◆ GIVEN PASSAGE

>>

The global Covid-19 crisis has provided the perfect situation for fraudsters to act. It is a time of fear and uncertainty, with scammers taking full advantage of this by sending out malicious email campaigns, social media posts, and other malicious content under the guise of helpful information about the coronavirus.
This should be no surprise, as healthcare fraud is nothing new. But because there is increased anxiety regarding covid-19, con-men around the world are taking advantage by pushing their scams onto unsuspecting victims.
These scams take many shapes and forms, with most preying on the fear that people understandable have about the coronavirus. This could be uncertainties regarding their finances or a fear of contracting the virus itself, two common problems that have unfortunately made people more susceptible to fraudulent attacks.
The Most Common Covid-19 Scams
Here are some of the most common covid-19 scams – avoid these at all costs!
Perhaps the most common scam circling the web is an email, call, or social media post claiming to have some sort of treatment or cure for Covid-19. Let us make this point perfectly clear – there currently is no cure, treatment, or vaccine for the coronavirus.
Anything claiming otherwise is 100% a scam and something you can avoid at first sight. Rest assured, whenever a cure or vaccine becomes available, you won’t be informed about via email or a random cold call!
Another popular scam is the testing scam, which involves individuals or organizations contacting you and offering a covid-19 test. These often claim to be government backed schemes, with the scammer asking for insurance, Medicaid, or Medicare information so you can get tested.
Do not fall for this scam!
It is a common type of healthcare fraud designed to get your personal information, and many people are sadly falling victim to it due to their fears about the coronavirus. Only speak with your doctor regarding the possibility of testing, as anyone else claiming to provide this will be trying to scam you.
Fake Online Resource Scams
Sometimes scams are very subtle, directing you towards a resource that can provide vital information about the virus, treatment, or testing. This is often in the guise of an informative email, when is really a phishing scam designed to get you to click a link or open an attachment.
Doing so results in a virus being downloaded onto your computer, which can lead to all kinds of data theft including your bank info, personal data, passwords, and much more. Scammers then use this information to commit all kinds of fraud at your expense.
Sadly, scammers have no shame in posing as a charity and asking for money, so be mindful of any calls, emails, or social media posts coming from a charity. While many are legitimate charities, there are plenty more that are looking for donations that go straight into their own pockets.
Social media posts appear to be the most common way of doing this, so keep an eye on Facebook posts from supposed charities. Yes, many charities are in dire need of assistance and others are providing invaluable help to those impacted by the virus, so you need to be extra cautious as it could be a scammer taking advantage.

<<

Saved entries:
>>

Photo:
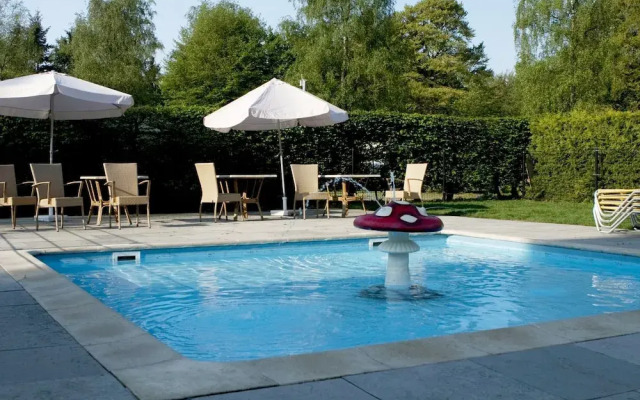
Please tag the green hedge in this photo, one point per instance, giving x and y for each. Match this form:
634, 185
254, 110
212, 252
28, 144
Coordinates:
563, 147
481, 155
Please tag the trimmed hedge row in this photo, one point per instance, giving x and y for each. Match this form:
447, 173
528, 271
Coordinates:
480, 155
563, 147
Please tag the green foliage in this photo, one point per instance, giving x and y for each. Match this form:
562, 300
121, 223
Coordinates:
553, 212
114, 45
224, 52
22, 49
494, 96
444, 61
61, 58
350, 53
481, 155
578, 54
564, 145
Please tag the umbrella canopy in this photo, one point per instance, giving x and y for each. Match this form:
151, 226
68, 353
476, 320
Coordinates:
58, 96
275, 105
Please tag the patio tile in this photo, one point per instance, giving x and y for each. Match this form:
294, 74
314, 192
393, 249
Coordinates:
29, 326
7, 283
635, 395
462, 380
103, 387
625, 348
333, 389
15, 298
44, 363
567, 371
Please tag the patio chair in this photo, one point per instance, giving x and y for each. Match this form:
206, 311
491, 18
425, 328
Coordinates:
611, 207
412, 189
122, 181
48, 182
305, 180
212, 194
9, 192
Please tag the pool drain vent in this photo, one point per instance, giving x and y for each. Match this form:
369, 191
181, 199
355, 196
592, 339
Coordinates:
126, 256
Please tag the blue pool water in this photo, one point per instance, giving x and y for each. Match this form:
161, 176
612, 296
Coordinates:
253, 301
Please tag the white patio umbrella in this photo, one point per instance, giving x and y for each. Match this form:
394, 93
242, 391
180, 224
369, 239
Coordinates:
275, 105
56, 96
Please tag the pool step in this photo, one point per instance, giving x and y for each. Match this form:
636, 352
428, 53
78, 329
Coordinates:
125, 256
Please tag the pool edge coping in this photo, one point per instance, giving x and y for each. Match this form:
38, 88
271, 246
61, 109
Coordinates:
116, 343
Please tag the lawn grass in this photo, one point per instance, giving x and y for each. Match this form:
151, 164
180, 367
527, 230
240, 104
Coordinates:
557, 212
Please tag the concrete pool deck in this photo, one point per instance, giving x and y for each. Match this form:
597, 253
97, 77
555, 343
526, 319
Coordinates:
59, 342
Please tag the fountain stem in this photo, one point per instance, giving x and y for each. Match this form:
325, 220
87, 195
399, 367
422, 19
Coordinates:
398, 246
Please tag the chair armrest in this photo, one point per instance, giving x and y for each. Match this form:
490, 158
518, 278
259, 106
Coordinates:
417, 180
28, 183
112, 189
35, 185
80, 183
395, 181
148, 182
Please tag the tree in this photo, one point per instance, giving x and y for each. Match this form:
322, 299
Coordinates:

<<

◆ EXERCISE REQUIREMENTS
1 > According to the Covid-19 scams article, who is the only person you should speak with about the possibility of testing?
2 > Please rewrite the Covid-19 scams article from "Sadly, scammers have" up to and including "their own pockets.", replacing "pockets" with "bank accounts".
3 > Pick up the Covid-19 scams article after its last sentence and carry it forward.

◆ RESPONSES TO THE TASKS
1 > Your doctor.

2 >
Sadly, scammers have no shame in posing as a charity and asking for money, so be mindful of any calls, emails, or social media posts coming from a charity. While many are legitimate charities, there are plenty more that are looking for donations that go straight into their own bank accounts.

3 >
How to Identify Covid-19 Scams
By knowing the most common sources of these covid-19 scams, you can be better prepared to identify them in the first place. This is a great way to avoid them, as you should be suspicious if you are receiving any of the following:
Robocalls and Cold Calls
A robocall is a common tool used in scams. It is basically a computer program that auto-dials numbers and plays a pre-recorded message. In the case of Covid-19 scams, these robocalls are usually offering personal protective equipment (PPE) that are hard to come by, such as respiratory masks.
However, any of these messages claiming to have supplies or PPE you can buy are a complete scam. They will take your money and never send out the items, while likely using any personal info you gave them to commit other types of fraud.
So, if you get a phone call that is a pre-recorded message promising supplies to help stay safe against the coronavirus, then hang up immediately. It doesn’t need to be a robot either – sometimes there is a person at the other end of the line committing the same type of fraud.
Seniors are more likely to fall for this type of scam, so be sure to repeatedly ask them if they have had any phone calls regarding the coronavirus over the coming weeks.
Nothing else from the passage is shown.